* EXERCISE INSTRUCTIONS: Would you please output only the lines from the one containing "above contains colored" through the end of the entries below, exactly as written?

PROVIDED DATA Block Start

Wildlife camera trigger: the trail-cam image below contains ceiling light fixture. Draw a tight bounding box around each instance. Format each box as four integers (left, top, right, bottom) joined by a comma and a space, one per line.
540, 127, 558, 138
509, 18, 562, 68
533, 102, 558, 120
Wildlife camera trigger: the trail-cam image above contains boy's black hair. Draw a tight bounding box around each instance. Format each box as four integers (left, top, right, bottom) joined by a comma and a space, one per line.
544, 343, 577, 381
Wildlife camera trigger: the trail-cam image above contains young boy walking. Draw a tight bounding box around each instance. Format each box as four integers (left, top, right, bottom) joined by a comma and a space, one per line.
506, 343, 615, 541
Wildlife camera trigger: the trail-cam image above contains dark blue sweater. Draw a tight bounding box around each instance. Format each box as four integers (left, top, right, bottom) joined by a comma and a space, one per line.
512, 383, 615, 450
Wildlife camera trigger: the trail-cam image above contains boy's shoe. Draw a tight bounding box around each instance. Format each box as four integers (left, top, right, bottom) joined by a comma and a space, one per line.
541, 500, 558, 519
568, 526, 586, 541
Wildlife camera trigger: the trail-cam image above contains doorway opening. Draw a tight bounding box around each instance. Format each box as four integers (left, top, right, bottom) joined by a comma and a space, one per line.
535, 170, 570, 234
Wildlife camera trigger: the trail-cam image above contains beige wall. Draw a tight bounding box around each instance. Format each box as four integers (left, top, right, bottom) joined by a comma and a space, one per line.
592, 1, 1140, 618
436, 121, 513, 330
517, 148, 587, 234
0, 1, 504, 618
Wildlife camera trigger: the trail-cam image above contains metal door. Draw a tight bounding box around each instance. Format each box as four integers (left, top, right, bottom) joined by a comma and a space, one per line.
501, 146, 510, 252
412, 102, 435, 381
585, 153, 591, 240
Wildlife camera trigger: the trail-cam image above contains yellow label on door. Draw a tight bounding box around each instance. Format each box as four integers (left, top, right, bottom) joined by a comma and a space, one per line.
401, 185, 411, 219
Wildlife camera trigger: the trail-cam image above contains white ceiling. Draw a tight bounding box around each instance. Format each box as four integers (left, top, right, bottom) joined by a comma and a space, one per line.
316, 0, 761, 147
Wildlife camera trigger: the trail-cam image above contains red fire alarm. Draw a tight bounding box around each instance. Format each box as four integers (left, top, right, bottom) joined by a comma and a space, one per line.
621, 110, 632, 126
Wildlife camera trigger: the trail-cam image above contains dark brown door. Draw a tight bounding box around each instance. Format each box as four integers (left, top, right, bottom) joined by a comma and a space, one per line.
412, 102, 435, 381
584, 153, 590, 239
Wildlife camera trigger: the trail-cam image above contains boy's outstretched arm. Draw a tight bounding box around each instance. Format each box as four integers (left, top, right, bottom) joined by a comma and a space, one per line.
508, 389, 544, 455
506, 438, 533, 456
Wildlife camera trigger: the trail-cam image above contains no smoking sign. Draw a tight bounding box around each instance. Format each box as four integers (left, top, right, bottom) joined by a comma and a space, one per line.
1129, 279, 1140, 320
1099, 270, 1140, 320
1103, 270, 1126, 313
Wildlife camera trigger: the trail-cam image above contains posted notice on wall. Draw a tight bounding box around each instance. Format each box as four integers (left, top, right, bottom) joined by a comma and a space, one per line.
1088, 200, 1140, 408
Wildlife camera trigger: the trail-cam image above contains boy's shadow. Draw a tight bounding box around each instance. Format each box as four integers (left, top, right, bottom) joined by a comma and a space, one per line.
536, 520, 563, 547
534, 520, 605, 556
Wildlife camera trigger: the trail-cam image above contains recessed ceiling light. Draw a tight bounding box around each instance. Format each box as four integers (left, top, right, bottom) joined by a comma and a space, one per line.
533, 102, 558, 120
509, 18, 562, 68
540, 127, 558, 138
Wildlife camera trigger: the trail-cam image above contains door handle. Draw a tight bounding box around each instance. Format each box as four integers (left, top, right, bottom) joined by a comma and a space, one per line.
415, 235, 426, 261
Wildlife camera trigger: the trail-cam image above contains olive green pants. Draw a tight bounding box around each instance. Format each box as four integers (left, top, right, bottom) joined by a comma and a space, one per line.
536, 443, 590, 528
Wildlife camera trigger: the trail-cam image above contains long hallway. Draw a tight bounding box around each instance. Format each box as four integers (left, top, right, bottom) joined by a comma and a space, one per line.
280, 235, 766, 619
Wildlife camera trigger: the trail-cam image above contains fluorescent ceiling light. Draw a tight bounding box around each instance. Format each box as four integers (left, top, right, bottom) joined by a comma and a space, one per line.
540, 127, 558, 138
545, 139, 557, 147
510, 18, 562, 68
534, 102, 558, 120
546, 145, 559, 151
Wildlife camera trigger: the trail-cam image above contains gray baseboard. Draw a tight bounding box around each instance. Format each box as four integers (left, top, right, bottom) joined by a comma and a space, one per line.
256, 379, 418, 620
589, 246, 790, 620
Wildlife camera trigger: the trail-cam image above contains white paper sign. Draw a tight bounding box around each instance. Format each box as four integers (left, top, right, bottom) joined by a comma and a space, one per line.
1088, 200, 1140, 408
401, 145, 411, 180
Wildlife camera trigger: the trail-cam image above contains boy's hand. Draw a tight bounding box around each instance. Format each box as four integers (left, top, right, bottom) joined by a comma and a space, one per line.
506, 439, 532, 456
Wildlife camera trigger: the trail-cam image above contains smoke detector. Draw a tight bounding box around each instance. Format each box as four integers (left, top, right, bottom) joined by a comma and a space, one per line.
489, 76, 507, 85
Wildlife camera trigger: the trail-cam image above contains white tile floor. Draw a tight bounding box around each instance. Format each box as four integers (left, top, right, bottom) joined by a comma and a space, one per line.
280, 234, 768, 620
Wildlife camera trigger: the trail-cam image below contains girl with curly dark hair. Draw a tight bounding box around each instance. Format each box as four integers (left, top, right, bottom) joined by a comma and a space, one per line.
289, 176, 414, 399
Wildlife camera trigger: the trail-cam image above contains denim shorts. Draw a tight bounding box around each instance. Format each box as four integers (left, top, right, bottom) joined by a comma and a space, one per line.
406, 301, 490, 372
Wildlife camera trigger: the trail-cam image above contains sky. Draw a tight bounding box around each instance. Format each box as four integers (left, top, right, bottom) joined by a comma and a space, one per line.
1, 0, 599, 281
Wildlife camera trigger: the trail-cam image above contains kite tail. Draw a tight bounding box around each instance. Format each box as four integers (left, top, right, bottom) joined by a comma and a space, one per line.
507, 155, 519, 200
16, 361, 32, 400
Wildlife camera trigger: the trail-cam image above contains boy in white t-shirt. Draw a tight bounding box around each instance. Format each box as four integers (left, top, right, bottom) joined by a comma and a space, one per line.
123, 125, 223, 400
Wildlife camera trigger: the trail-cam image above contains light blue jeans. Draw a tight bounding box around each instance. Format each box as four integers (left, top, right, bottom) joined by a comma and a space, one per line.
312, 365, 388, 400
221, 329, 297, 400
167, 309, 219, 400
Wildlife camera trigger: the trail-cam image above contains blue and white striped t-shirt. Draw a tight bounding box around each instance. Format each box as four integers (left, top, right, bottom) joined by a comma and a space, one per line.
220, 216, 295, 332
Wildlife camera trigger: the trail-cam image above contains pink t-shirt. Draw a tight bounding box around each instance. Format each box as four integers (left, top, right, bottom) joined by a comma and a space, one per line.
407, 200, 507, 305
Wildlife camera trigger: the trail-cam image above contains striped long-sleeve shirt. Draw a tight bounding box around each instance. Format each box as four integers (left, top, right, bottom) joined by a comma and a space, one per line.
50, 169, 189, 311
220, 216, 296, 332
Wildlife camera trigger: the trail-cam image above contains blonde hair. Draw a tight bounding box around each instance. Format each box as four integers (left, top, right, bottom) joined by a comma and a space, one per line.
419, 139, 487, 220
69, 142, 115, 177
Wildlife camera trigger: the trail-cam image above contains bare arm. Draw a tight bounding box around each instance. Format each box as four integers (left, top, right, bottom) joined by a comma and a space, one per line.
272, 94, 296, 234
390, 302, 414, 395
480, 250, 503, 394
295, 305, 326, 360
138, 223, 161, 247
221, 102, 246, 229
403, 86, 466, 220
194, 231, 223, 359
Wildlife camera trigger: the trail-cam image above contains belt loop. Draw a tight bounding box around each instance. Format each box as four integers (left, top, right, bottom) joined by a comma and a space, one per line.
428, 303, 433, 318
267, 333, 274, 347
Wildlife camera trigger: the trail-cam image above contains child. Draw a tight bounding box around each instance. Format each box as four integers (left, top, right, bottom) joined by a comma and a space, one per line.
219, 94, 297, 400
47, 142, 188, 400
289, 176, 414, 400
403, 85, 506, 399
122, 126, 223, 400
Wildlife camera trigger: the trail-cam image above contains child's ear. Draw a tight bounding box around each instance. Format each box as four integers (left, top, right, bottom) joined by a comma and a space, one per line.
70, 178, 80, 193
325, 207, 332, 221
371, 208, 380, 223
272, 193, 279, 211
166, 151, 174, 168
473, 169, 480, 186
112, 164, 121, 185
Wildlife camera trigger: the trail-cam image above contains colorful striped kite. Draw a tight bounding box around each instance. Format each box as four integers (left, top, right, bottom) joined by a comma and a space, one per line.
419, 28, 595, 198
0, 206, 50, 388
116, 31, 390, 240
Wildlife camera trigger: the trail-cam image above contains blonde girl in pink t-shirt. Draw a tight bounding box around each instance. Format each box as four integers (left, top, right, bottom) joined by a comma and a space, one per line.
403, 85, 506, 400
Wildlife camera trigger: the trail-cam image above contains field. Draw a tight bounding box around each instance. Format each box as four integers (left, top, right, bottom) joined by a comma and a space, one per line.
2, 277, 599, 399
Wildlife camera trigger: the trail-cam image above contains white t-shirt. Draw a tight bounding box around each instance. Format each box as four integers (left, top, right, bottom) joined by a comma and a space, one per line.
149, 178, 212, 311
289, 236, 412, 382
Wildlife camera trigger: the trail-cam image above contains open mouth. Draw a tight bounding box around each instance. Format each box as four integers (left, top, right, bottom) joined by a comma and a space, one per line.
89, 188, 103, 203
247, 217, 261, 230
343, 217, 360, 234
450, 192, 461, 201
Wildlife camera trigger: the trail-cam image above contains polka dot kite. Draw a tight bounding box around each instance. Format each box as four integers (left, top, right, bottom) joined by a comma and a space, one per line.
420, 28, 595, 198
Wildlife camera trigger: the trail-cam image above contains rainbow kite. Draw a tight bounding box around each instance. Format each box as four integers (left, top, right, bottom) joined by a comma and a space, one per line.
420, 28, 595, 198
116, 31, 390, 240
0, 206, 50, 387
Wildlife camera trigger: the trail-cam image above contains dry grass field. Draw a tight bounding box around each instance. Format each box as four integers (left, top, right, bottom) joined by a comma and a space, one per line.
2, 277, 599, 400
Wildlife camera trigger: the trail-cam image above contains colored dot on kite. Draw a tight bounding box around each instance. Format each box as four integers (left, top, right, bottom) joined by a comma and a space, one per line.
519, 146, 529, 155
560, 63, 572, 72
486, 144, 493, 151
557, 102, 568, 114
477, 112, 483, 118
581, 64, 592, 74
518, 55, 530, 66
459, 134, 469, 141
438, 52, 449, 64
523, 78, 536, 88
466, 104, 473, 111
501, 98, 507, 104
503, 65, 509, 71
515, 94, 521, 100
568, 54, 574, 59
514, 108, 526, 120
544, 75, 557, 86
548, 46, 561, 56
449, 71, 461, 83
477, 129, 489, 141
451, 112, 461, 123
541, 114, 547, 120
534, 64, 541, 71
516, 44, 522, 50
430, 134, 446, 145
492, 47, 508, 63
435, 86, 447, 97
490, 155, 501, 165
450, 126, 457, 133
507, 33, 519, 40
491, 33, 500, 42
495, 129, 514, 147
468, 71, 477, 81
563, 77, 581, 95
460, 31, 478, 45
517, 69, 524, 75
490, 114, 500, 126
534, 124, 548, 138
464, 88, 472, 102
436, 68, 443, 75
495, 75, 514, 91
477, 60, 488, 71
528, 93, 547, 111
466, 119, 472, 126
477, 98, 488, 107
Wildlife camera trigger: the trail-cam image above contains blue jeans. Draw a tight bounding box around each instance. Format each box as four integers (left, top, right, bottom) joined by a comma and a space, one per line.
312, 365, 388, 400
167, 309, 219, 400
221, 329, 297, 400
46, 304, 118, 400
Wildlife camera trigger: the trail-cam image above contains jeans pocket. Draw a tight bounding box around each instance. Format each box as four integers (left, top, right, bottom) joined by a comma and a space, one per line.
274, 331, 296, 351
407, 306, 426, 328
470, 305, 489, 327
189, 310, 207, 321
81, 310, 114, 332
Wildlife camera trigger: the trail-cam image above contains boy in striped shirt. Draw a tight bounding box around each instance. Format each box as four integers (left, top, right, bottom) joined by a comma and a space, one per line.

PROVIDED DATA Block End

* RESULT OF THE EXERCISE:
Wildlife camera trigger: the trail-cam image above contains colored dot on kite. Draw a tight bounding box around each instance. Format each box as four integers (left, top, right, bottom) joined by a comma and a space, one per line.
519, 146, 529, 155
560, 63, 572, 72
486, 144, 493, 151
557, 102, 568, 114
477, 112, 483, 118
581, 64, 592, 74
518, 55, 530, 66
459, 134, 469, 141
438, 52, 449, 64
523, 78, 536, 88
466, 104, 473, 111
501, 98, 507, 104
503, 65, 509, 71
515, 94, 521, 100
568, 54, 574, 59
514, 108, 526, 120
544, 75, 557, 86
548, 46, 561, 56
449, 71, 461, 83
477, 129, 489, 141
451, 112, 461, 123
541, 114, 547, 120
534, 64, 541, 71
516, 44, 522, 50
430, 134, 446, 145
492, 47, 508, 63
435, 86, 447, 97
490, 155, 501, 165
450, 126, 457, 133
507, 33, 519, 40
491, 33, 500, 42
495, 129, 514, 147
468, 71, 477, 81
563, 77, 581, 95
460, 31, 478, 45
517, 69, 524, 75
490, 114, 500, 126
534, 124, 548, 138
464, 88, 472, 102
436, 68, 443, 75
495, 75, 514, 91
477, 60, 488, 71
528, 93, 547, 111
466, 119, 472, 126
477, 98, 488, 107
Wildlife camera trigger: the trail-cam image above contains blue jeans. Draw a tight bounding box around each instance. Format each box as four integers (left, top, right, bottom) joined by a comma and a space, one per line.
312, 365, 388, 400
167, 309, 219, 400
221, 329, 297, 400
46, 304, 118, 400
Wildlife camera trigger: the trail-cam image above contains jeans pocket. Draw a tight bounding box around each instance. Format each box as four integers (left, top, right, bottom) joined by a comma and a space, one per line.
274, 331, 296, 351
407, 306, 426, 328
470, 305, 489, 327
189, 310, 207, 321
81, 310, 114, 332
Wildlife camera trigger: the trail-cam image above contains boy in striped shirt. Draw a tight bounding box around each instance. Format each box as four integers (left, top, right, bottom) joined by a comma and a space, one per line.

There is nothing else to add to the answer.